## [INSTRUCTIONS]
**a)** Please rewrite the plastic-free month post starting at "So although I" and ending at "an important topic.", swapping "blog" for "column".
**b)** Extend the plastic-free month post beyond its final line.

-- start of SELECTED EXTRACT --

Back to plastic?

  • Chris Jeavans
  • 31 Aug 08, 03:21 PM GMT

My plastic-free challenge is almost over.

In part, I'm relieved, as it's been hard work to deal with such a big restriction on what we as a family can buy and eat.

I'm looking forward to little things like yoghurt (yoghurt pots are polystyrene, I never did find it in glass), crisps and celery.

My husband is particularly keen to see bin bags making a reappearance in the kitchen. And, truth be told, so am I, but will I revert back to all my previous plastic-wrapped ways tomorrow? I don't think so.

I will be writing a piece about my conclusions this week (look out for it on the Magazine index) but until then - and barring any plastic blowouts in the final few hours! - here is the full list of plastic I accumulated this month:

  • 62 Disposable nappies (made with bio-plastic)
  • 15 Nappy bags
  • 4 Small juice bottles and 1 big one
  • 5 Lids to glass bottles
  • 4 Drinking straws
  • 1 Packet of nappy wipes
  • 1 Plastic cup
  • 1 Fork
  • 4 Containers from takeaway meal
  • 1 Strawberry punnet
  • 1 Carrier bag
  • 2 Milk bottles
  • 1 Lid to a jar of chilli sauce
  • 1 Wrapping from a wooden toothbrush
  • 4 Pieces of sticky clothes cleaning paper
  • 1 Paper / polystyrene cup
  • 1 Balloon stick
  • 2 Takeaway tea lids
  • 4 Beer widgets

GRAND TOTAL: 116 items

For comparison, the previous month's tally was 603 items including 120 nappies, 68 cups or lids, 33 milk or drinks bottles, 22 food trays / pots, 37 carrier bags and 67 other food packets.

So although I found it impossible to give up plastic completely, I have cut my plastic waste by 80% this month.

Finally, thank you to everyone who has taken the time to comment on the blog.

The views, experiences and knowlege you have shared are far wider than any one person could muster and you have illuminated the complexities of this topic enormously.


  • Comment number 1.

    Dear Chris,

    this was an amazingly informative blog where you received many comments, stimulated a lot of discussion and generated a lot of support. Well done for highlighting such an important topic.

    I am sure we are all more informed as to just how insidious plastic is in our lives and now we have a better understanding of the limitations of recycling plastics.

    thank you!

-- end of SELECTED EXTRACT --
-- start of PROVIDED RECORDS --

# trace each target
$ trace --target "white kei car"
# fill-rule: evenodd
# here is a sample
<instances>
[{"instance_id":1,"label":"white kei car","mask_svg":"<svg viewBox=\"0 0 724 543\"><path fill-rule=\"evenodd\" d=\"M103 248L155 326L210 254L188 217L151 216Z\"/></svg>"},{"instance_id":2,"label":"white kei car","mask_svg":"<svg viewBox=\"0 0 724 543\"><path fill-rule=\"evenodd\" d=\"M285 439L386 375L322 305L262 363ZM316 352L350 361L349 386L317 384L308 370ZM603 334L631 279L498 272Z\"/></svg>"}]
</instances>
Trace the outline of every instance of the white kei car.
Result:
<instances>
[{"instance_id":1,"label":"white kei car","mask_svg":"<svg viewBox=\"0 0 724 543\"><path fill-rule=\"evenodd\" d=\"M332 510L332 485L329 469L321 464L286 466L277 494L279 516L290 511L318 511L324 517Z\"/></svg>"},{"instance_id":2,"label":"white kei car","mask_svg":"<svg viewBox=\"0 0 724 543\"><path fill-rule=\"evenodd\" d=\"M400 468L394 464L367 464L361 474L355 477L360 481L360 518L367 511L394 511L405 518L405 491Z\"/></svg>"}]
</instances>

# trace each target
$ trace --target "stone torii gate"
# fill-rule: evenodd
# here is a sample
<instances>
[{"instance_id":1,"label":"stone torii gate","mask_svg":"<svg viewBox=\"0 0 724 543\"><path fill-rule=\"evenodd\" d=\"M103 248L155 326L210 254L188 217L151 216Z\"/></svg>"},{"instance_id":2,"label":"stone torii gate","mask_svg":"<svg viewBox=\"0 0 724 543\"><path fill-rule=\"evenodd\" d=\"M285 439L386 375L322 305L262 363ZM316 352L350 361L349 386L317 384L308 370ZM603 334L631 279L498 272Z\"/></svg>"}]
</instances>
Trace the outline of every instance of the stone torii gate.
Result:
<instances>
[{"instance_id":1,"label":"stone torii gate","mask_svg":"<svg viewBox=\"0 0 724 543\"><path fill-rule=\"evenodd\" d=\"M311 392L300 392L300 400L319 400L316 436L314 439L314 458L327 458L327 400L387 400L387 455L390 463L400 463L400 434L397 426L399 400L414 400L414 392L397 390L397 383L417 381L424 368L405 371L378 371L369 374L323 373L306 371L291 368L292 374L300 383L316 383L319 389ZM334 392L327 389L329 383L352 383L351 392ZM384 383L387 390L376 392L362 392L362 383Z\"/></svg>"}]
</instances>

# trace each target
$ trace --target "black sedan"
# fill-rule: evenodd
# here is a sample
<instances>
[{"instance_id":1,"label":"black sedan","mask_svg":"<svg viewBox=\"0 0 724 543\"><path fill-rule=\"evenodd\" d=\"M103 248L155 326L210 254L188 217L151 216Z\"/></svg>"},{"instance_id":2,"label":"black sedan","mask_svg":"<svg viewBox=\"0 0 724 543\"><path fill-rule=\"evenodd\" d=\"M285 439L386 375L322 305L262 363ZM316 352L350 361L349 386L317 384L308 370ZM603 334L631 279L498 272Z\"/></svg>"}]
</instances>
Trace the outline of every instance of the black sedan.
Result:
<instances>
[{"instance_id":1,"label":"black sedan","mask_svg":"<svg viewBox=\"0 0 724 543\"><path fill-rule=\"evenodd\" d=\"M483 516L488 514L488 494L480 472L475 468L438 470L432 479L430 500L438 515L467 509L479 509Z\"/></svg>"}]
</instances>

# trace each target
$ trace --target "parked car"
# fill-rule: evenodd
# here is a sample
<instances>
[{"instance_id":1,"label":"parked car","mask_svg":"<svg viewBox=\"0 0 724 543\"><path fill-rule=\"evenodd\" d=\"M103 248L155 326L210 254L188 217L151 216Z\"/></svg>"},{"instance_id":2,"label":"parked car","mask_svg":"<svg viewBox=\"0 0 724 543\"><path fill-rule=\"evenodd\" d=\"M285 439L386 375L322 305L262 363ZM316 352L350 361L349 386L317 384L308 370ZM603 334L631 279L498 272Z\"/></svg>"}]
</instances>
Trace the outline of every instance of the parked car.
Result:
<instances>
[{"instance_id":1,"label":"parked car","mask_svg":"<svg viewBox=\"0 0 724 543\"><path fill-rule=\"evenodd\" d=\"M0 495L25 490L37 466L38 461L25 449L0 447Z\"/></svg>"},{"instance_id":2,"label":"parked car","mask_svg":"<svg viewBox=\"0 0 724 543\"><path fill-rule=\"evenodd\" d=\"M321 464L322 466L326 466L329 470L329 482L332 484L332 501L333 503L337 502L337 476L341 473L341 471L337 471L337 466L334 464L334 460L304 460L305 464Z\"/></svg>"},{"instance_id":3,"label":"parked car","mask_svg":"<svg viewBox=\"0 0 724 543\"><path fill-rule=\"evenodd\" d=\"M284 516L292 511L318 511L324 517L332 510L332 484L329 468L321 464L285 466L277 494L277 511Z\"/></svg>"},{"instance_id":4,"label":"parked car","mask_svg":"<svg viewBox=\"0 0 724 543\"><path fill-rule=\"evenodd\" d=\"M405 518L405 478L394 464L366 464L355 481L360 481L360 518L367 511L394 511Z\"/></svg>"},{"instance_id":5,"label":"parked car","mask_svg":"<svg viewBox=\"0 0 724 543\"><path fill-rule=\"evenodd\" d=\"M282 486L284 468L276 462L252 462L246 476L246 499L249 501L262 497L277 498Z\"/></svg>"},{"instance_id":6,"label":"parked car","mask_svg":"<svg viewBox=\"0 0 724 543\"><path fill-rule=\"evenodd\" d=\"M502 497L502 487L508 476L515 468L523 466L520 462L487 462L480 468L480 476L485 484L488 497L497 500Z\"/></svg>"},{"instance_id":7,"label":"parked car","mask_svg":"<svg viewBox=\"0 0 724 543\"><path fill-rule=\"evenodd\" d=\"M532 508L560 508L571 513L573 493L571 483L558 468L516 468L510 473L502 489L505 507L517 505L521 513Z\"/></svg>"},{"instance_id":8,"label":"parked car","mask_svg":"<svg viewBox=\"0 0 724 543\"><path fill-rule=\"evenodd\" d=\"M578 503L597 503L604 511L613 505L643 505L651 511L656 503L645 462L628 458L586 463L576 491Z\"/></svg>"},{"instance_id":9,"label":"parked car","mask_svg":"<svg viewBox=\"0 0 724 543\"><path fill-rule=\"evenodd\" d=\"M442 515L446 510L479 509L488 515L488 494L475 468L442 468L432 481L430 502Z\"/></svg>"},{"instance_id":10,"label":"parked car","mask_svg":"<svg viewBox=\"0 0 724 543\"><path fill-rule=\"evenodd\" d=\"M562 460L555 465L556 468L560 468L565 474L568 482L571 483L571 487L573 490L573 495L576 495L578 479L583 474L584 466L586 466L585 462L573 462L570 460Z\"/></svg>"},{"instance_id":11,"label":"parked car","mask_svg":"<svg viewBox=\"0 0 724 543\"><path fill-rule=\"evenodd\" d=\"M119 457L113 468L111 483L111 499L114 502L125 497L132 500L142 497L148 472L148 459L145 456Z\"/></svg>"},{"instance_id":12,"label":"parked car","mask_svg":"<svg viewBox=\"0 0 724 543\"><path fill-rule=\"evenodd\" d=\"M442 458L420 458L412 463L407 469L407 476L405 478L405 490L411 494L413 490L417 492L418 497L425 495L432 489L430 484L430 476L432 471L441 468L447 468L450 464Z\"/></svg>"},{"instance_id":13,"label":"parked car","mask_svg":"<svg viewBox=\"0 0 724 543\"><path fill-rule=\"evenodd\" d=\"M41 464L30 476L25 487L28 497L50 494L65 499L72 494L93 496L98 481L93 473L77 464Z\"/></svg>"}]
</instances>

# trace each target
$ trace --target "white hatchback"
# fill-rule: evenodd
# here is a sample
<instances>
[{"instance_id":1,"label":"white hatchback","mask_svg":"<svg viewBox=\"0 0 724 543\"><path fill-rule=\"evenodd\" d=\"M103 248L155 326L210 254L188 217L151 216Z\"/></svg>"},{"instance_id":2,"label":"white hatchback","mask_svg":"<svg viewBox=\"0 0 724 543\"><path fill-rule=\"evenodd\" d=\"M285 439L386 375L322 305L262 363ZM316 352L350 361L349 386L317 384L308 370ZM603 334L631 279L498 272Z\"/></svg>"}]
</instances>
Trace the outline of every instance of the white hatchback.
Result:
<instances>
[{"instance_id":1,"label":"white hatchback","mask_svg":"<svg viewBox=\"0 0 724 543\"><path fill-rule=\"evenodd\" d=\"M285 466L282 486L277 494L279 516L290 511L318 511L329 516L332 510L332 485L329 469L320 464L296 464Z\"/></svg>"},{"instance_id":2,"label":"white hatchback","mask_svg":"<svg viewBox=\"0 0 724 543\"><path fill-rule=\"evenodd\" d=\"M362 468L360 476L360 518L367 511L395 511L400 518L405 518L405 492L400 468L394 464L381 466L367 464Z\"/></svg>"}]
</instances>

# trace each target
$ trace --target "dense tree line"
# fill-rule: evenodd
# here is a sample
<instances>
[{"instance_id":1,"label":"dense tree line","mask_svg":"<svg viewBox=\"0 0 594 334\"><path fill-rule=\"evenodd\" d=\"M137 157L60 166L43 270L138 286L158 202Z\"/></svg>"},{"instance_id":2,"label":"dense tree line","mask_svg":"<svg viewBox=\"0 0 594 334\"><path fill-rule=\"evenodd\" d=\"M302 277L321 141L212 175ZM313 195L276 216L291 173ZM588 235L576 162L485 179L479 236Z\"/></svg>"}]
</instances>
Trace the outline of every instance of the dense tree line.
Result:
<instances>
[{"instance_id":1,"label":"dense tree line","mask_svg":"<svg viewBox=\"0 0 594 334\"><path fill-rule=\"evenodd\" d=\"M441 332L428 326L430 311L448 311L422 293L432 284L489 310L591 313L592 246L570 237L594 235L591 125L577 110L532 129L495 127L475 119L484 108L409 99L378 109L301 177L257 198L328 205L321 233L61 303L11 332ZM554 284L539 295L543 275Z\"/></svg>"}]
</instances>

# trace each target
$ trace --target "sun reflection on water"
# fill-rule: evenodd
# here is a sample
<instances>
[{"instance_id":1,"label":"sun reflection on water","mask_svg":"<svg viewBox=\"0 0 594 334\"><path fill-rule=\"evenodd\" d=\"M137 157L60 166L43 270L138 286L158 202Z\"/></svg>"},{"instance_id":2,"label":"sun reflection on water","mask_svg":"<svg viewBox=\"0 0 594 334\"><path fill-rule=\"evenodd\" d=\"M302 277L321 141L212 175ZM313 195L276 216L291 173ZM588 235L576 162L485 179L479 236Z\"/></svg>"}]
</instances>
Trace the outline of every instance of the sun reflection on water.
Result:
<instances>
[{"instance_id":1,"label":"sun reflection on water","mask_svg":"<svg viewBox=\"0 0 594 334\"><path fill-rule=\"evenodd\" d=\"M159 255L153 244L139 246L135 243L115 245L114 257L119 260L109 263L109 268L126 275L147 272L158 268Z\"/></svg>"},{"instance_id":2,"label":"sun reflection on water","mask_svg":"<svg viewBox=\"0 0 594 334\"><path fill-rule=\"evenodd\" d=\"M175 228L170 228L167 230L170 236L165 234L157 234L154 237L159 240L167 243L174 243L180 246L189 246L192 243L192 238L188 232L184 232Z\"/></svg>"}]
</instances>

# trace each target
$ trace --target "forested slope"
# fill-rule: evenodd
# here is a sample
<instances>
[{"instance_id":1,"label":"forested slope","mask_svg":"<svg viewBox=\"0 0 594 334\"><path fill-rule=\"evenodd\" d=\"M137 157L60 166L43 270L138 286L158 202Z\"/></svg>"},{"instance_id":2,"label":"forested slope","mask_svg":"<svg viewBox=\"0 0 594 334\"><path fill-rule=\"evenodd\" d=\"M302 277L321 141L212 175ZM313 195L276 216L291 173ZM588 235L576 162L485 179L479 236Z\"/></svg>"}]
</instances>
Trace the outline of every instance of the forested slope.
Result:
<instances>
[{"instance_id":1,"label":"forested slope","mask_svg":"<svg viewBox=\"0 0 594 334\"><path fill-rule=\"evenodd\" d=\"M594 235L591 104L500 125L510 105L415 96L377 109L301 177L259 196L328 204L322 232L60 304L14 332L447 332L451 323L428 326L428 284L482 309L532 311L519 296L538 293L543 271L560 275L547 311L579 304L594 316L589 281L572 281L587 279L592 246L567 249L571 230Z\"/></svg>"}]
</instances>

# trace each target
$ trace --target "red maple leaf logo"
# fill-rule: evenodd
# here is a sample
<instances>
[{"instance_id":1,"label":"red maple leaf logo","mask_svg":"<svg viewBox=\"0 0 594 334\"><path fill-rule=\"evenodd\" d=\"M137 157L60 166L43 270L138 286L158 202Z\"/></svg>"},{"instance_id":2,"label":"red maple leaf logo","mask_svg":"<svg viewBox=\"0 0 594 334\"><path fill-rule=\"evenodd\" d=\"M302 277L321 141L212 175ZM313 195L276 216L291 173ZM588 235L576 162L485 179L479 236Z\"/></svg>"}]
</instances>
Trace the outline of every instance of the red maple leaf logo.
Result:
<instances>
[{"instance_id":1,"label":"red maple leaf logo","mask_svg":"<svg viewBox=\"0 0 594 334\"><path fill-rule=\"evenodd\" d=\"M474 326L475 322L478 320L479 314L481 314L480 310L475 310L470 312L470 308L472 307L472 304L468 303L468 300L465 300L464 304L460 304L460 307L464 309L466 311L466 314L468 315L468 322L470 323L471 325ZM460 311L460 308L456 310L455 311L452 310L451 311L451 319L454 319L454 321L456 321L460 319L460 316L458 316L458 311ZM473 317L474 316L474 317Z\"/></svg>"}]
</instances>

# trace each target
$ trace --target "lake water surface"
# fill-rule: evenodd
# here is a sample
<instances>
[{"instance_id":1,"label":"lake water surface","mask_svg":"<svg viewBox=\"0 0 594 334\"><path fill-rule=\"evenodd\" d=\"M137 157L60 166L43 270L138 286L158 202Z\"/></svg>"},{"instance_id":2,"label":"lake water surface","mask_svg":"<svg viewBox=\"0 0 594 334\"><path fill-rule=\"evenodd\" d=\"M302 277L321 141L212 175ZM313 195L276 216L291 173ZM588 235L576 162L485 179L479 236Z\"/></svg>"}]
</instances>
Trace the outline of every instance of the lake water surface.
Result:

-- end of PROVIDED RECORDS --

## [RESPONSES BY TASK]
**a)**
So although I found it impossible to give up plastic completely, I have cut my plastic waste by 80% this month.

Finally, thank you to everyone who has taken the time to comment on the column.

The views, experiences and knowlege you have shared are far wider than any one person could muster and you have illuminated the complexities of this topic enormously.


  • Comment number 1.

    Dear Chris,

    this was an amazingly informative column where you received many comments, stimulated a lot of discussion and generated a lot of support. Well done for highlighting such an important topic.

**b)**
  • Comment number 2.

    Having lived in london for 9 years, Vienna for 5 and Switzerland now for 8, it is somewhat depressing to see how far behind the UK is with personal responsibility to recycle. I'll never forget the scene at our west-London dumping spot; no sorting, no control of dumped items, one huge area of dirt, wood, building materials, bikes, etc. Embarrasing.

    Here in Switzerland you can easily get yoghurt in glasses, but nearly all (98 plus %) food plastic is made of special "PET" plastic, designed to be reused in countless ways. All Supermarkets and recycling points take it back. Our local recycling point is well organised, simple to sort everything in huge skips or bins. Glass, carton, clothes, corks, newspaper, green items, old oil, machines (pc's, printers etc.) and building materials. The community even compostes the green stuff, and resells it with ease.

    vienna was almost easier. 30 yards away from our flat, large, clean containers were stationed for all the usual stuff (glass etc.) plus oil, plastic bags and old metal. It was simple, and the containers were emptied weekly.

  • Comment number 3.

    Perhaps it would be more environmentally friendly to discourage people from using the internet because computers use huge amounts of plastic as well as copper, mercury etc. You could broadcast the blog on Radio 4 instead - except, of course, bakelite is a non-biodegradable platic and the valves use cadmium to provide the electrons needed! Seriously, one BBC type forswearing plastic for a month is like those Tory MPs who pretended that they understood poverty after going without meals for a few days and living on the Embankment! Staring from the four meal a day habit with the certainty of returning to it negates the whole exercise. What is needed is not tree-hugging projects - what we need are serious scientists and technologists looking at solutions based on a possible doubling of population in the next fifty years!

  • Comment number 4.

    This comment was removed because the moderators found it broke the house rules. Explain.

  • Comment number 5.

    Hi Chris,

    Congratulations on a fine reduction in plastic waste. Others will follow suit and achieve their own figure.

    A return to some plastic is inevitable but I hope you have decided to keep some reductions in plastic waste material. In our trend everyone who has started has achieved some level of waste reduction.

    Thank you for enabling myself, and like-minds, to express our views on Zero Waste.

  • Comment number 6.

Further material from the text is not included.